[Opening Records supplied section]

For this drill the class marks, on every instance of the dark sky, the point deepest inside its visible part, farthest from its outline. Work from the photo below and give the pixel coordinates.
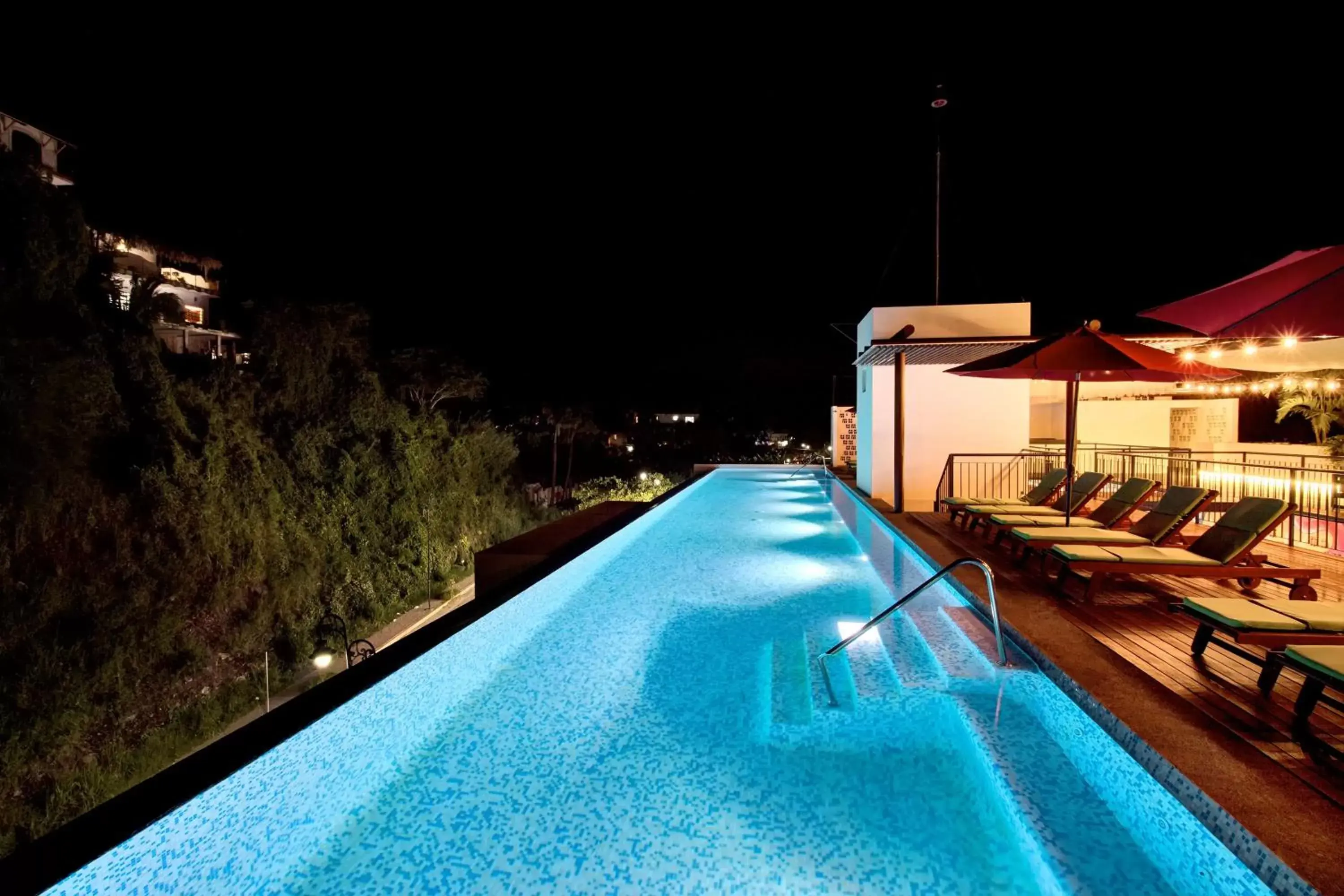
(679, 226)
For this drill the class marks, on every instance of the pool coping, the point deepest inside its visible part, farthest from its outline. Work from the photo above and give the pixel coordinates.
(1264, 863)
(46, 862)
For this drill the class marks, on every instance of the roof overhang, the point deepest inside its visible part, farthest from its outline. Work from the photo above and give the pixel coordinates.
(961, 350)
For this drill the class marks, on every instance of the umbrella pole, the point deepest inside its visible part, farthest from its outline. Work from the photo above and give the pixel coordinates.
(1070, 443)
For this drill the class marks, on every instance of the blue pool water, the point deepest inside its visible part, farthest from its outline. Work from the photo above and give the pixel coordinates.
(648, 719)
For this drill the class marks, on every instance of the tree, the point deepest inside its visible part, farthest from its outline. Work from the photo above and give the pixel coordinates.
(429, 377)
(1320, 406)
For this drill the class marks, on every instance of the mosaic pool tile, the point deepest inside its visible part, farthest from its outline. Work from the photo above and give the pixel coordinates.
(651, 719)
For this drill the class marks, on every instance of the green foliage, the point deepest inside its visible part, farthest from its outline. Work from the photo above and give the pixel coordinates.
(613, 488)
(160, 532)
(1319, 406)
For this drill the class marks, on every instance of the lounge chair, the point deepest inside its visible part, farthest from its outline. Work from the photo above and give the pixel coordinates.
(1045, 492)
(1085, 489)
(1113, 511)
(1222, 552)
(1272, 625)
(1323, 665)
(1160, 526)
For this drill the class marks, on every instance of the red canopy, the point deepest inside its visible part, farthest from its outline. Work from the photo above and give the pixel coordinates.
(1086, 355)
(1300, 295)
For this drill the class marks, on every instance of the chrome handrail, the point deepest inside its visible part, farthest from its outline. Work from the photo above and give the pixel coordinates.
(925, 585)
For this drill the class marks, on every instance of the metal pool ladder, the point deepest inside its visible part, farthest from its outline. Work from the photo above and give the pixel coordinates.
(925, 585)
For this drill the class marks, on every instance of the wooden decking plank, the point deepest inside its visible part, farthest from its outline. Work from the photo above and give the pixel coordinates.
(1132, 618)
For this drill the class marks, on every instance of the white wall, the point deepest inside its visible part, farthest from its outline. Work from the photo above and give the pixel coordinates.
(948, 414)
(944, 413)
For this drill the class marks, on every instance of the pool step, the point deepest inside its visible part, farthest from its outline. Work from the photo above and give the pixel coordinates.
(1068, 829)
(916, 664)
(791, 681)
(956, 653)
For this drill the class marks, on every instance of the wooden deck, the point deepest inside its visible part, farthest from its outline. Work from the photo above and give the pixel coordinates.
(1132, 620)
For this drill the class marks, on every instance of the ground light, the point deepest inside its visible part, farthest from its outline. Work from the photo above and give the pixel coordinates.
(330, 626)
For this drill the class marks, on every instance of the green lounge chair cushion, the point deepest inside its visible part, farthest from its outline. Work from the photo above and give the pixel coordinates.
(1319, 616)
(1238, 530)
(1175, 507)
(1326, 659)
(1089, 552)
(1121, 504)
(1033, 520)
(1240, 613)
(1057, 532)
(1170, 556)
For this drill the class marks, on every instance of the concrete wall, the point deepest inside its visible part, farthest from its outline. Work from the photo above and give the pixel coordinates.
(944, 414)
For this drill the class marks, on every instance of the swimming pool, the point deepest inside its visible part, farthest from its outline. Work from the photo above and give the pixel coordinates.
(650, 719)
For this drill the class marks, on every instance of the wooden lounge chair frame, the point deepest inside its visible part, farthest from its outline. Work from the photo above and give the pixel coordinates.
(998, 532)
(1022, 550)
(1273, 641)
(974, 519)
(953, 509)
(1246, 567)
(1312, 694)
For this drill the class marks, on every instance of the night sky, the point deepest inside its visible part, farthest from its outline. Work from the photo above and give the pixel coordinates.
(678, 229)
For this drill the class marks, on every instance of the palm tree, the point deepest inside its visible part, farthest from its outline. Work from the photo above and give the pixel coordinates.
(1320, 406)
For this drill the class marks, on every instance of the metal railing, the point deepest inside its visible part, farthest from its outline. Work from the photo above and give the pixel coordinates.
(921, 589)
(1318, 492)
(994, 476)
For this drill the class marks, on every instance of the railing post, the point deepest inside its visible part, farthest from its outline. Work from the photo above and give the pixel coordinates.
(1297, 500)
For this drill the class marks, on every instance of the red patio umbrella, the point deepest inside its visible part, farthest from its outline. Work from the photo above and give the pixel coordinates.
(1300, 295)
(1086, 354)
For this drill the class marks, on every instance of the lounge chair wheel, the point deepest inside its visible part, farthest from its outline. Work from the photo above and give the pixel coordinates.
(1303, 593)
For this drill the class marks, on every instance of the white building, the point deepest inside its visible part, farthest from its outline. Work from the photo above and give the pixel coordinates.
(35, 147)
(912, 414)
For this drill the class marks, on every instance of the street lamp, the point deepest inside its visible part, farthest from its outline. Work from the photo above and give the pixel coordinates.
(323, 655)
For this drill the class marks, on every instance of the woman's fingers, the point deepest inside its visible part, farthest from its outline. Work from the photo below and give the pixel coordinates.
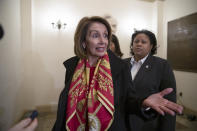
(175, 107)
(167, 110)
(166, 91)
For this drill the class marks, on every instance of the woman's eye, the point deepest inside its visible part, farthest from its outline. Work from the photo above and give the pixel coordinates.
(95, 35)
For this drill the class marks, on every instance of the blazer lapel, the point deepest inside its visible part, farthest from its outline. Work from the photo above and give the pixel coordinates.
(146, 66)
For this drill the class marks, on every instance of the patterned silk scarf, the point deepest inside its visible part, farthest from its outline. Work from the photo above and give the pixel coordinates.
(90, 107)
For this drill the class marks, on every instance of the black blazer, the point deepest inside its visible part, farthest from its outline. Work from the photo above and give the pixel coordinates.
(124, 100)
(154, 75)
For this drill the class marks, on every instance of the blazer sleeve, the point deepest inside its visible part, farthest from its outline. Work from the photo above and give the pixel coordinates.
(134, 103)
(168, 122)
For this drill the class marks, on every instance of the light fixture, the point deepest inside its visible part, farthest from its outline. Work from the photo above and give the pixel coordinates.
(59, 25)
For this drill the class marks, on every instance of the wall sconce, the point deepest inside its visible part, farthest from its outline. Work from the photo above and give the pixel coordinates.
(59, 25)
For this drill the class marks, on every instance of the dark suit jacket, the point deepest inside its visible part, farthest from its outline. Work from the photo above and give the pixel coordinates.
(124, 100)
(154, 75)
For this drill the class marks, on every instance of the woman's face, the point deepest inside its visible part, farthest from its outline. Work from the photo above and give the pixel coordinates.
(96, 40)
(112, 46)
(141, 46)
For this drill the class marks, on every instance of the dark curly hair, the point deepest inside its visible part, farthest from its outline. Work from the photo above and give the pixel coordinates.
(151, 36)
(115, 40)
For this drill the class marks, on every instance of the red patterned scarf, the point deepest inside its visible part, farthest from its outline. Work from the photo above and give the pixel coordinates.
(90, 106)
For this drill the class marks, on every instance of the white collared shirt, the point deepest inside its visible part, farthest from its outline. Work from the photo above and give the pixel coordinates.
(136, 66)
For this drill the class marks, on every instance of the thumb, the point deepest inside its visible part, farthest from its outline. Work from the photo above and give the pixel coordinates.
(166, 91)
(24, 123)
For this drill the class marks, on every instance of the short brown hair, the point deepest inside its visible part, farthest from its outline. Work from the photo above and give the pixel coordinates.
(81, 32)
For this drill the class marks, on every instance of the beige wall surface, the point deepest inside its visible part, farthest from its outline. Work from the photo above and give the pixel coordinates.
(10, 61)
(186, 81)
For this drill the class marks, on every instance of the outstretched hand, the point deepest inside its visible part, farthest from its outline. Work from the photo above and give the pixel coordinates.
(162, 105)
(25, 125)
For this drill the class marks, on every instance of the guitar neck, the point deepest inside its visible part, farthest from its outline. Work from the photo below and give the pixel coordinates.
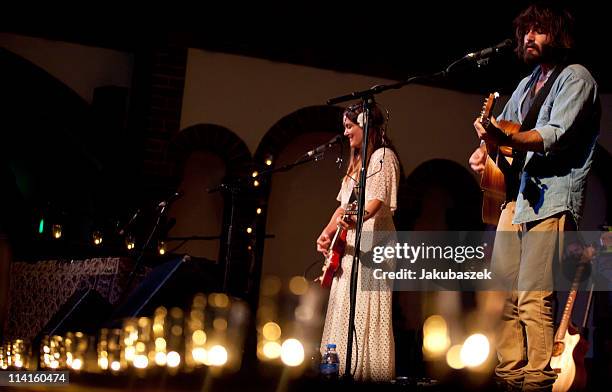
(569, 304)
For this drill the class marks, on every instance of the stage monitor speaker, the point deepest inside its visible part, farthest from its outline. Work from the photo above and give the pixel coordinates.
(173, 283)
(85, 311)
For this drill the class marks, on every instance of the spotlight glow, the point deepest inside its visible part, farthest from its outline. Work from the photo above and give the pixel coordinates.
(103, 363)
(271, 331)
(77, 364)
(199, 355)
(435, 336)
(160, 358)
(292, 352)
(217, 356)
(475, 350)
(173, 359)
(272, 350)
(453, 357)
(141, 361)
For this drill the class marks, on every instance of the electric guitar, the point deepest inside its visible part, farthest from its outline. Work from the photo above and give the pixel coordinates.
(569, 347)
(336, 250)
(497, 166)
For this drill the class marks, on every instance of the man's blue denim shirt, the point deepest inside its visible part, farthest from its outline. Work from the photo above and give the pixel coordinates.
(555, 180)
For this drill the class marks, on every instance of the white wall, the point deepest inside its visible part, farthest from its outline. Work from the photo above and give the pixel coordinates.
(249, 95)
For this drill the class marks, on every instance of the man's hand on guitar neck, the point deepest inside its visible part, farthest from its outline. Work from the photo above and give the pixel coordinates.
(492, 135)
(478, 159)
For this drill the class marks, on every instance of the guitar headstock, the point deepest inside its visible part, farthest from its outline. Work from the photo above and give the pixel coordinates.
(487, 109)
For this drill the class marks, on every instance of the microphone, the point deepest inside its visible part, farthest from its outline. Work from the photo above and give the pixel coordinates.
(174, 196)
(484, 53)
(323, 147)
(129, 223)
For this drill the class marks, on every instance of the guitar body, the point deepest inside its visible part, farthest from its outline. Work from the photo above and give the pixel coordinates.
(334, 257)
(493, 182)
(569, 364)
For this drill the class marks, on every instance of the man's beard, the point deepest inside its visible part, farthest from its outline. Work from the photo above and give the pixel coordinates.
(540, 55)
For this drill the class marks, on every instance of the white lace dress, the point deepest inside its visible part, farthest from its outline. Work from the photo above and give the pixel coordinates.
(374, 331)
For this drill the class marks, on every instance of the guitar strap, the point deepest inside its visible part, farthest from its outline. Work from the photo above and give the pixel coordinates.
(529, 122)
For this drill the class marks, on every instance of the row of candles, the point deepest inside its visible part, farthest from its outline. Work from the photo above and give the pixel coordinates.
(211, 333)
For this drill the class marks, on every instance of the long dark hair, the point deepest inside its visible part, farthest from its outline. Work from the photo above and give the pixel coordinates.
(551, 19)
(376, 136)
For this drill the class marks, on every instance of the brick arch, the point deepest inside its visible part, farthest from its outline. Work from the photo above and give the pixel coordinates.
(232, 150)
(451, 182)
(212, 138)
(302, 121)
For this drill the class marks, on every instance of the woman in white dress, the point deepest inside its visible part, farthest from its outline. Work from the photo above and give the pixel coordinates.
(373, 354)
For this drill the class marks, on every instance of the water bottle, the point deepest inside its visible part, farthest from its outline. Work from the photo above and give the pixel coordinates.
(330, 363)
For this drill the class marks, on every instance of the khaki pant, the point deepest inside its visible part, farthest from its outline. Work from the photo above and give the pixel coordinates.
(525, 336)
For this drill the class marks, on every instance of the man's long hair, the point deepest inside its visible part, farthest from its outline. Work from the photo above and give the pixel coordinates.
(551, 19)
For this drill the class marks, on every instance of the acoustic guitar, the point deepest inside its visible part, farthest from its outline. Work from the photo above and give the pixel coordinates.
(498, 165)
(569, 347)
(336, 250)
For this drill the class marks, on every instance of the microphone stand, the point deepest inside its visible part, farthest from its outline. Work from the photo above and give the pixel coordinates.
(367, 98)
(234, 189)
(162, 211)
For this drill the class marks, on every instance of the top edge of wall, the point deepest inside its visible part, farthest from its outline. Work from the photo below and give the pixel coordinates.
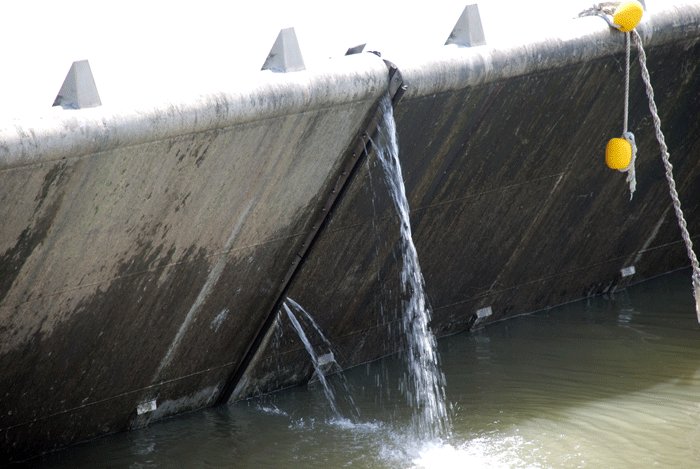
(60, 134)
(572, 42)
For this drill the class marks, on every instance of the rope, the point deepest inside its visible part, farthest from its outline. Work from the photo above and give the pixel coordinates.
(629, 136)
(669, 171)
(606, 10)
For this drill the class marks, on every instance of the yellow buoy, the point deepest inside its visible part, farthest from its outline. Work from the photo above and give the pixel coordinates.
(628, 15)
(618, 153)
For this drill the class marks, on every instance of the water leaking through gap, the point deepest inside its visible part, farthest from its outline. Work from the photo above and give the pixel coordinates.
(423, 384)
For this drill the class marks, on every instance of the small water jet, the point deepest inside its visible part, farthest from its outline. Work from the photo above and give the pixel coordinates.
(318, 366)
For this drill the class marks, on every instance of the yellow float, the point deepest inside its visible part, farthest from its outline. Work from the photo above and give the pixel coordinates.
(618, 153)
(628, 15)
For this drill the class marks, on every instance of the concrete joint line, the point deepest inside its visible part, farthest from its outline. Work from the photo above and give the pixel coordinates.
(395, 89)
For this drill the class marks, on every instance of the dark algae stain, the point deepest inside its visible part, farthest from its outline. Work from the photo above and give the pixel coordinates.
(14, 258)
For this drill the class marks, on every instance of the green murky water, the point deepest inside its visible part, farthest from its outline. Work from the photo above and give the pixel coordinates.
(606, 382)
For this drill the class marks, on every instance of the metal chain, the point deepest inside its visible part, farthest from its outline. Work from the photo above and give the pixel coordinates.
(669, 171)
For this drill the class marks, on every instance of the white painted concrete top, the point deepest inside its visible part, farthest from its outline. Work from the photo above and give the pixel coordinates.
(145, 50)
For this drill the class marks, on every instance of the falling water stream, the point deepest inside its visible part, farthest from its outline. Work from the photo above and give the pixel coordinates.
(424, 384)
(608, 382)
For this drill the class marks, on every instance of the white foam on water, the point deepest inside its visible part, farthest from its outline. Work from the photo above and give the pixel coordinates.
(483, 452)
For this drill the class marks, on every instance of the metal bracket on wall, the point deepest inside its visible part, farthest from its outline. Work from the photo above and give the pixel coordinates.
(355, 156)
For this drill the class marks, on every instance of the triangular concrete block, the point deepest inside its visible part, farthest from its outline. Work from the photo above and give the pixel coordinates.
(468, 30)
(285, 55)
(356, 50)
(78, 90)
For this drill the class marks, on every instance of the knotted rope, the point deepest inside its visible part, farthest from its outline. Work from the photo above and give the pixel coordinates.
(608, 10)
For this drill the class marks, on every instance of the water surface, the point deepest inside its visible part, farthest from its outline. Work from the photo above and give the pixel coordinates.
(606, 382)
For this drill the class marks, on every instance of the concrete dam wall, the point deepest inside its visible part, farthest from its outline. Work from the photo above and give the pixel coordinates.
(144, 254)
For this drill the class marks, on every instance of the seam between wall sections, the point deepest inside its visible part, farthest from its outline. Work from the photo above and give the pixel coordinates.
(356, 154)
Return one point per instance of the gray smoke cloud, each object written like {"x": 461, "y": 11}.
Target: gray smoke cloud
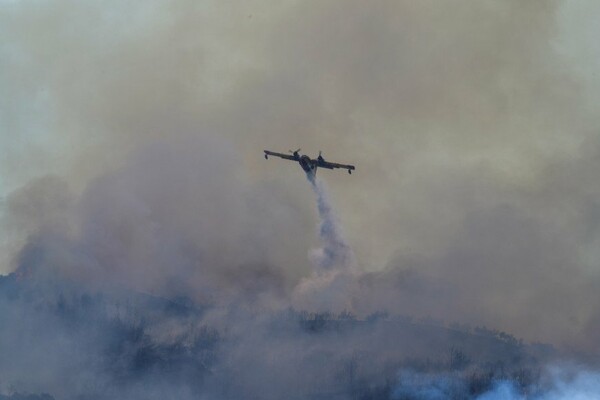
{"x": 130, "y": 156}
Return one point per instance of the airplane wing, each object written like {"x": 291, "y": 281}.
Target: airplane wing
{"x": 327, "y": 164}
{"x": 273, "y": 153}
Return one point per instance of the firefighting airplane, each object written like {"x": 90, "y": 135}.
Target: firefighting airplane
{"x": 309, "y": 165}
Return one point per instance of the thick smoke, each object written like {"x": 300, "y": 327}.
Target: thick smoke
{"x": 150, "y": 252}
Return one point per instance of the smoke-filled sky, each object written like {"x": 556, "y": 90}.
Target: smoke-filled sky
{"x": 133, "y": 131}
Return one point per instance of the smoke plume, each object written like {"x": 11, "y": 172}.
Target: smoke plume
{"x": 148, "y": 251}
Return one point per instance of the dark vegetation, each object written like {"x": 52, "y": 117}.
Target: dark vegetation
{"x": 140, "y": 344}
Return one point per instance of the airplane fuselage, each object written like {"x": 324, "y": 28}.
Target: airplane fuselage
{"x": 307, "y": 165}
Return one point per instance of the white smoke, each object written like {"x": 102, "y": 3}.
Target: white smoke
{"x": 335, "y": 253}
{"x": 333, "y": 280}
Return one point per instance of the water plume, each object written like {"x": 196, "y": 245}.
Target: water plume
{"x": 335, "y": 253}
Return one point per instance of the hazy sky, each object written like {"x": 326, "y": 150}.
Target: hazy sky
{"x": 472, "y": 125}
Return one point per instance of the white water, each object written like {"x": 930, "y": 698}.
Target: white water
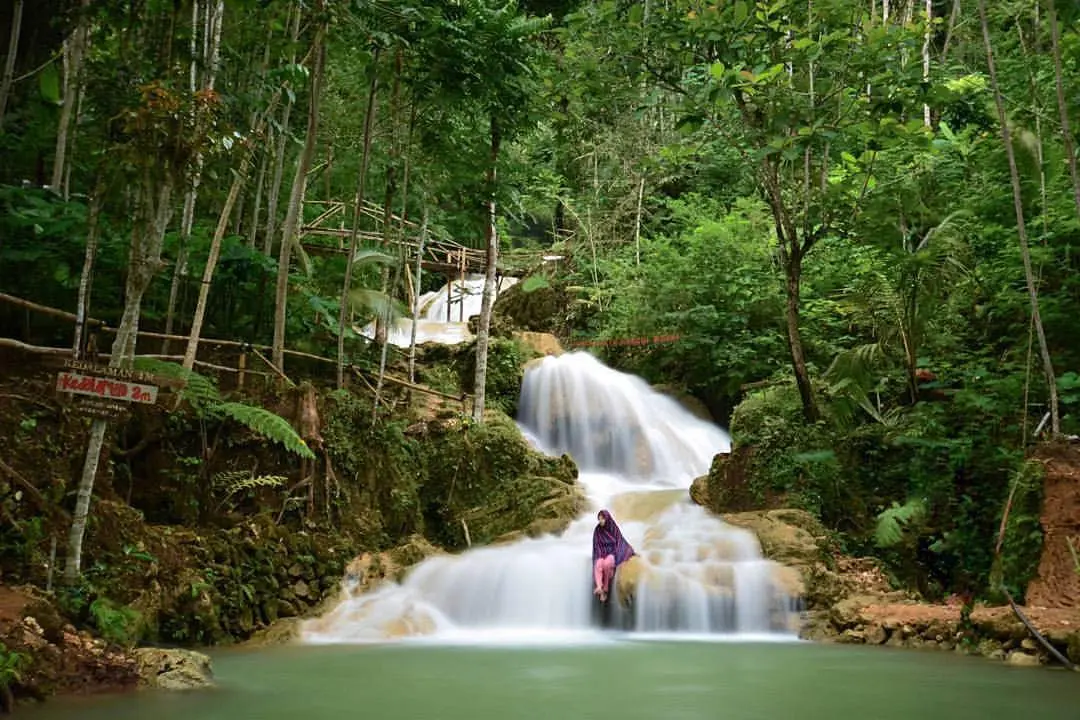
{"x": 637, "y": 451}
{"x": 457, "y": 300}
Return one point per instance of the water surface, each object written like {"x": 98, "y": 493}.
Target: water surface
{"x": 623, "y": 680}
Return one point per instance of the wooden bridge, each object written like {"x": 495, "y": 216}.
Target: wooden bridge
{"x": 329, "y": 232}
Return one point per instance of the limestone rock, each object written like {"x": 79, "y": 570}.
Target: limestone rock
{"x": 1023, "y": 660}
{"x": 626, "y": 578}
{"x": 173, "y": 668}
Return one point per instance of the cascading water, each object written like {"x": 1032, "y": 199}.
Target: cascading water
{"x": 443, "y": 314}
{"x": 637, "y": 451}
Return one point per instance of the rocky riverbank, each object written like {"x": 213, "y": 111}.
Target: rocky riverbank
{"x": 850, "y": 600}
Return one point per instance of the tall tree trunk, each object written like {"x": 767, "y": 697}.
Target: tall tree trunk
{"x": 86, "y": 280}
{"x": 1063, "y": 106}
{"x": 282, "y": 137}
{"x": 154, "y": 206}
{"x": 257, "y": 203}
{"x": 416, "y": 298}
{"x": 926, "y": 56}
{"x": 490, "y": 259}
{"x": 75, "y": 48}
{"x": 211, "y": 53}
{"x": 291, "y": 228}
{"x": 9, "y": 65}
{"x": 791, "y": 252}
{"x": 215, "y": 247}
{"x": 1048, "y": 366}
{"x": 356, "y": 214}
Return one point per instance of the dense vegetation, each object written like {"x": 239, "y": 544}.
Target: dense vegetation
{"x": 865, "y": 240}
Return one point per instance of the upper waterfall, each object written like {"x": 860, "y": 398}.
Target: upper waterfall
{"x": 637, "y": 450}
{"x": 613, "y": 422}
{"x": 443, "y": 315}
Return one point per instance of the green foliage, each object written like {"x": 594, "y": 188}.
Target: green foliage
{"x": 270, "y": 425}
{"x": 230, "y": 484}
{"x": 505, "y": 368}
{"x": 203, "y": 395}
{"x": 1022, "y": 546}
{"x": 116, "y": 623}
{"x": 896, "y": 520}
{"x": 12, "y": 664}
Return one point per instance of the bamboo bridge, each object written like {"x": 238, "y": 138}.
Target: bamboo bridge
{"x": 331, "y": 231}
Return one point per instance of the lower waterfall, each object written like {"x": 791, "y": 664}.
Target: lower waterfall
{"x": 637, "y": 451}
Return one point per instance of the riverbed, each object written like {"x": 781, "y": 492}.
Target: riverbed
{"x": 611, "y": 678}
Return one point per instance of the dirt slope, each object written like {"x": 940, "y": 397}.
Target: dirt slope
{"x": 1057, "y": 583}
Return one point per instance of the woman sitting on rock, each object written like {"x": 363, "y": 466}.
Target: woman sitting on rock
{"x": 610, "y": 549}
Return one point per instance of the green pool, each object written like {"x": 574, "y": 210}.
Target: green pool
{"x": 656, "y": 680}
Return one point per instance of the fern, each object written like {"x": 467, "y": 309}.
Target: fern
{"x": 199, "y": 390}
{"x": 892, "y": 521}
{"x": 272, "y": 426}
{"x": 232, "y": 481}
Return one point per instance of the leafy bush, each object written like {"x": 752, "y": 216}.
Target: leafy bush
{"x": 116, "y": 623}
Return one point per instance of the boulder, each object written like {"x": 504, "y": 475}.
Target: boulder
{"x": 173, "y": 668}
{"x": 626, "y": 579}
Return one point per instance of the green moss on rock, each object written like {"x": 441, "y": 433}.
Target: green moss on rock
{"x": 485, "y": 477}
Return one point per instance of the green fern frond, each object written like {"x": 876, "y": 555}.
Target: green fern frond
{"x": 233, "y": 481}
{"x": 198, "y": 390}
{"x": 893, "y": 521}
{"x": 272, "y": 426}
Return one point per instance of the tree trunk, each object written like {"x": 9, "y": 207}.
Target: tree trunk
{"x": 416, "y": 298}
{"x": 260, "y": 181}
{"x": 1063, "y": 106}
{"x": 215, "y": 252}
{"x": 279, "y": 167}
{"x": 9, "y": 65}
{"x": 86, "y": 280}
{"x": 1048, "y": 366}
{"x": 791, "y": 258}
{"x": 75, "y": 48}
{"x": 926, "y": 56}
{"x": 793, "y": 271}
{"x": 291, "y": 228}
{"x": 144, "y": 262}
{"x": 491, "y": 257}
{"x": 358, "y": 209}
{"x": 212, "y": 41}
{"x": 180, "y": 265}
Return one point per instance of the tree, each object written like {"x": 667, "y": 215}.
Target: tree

[Closing Records supplied section]

◆ Your assignment:
Out of the records above, please copy exactly the lines from the line with "Return one point per instance of the white smoke, each" up to and including the line with "Return one point per instance of the water surface, each", minus the pictures.

◆ Solution to the problem:
Return one point per instance of the white smoke, each object written like {"x": 102, "y": 3}.
Target: white smoke
{"x": 335, "y": 253}
{"x": 333, "y": 280}
Return one point per instance of the water plume, each object written like {"x": 196, "y": 245}.
Target: water plume
{"x": 335, "y": 253}
Return one point per instance of the hazy sky, each object written like {"x": 326, "y": 150}.
Target: hazy sky
{"x": 472, "y": 125}
Return one point per instance of the white water, each object written like {"x": 930, "y": 698}.
Target: white water
{"x": 637, "y": 451}
{"x": 457, "y": 300}
Return one point per instance of the water surface, each object written like {"x": 98, "y": 493}.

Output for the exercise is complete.